**Provided records:**

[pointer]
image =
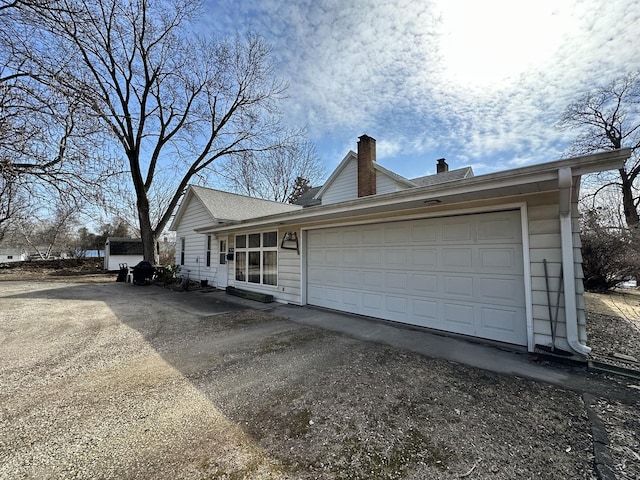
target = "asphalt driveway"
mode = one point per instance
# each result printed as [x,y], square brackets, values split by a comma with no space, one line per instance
[115,381]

**Problem description:** After removing each picture, print the entries above exactly as they were.

**Result of this task:**
[pointer]
image =
target = "asphalt driveway"
mode = one point per instance
# each result printed as [x,y], square brackets, values split by a comma with no space, one line per instance
[115,381]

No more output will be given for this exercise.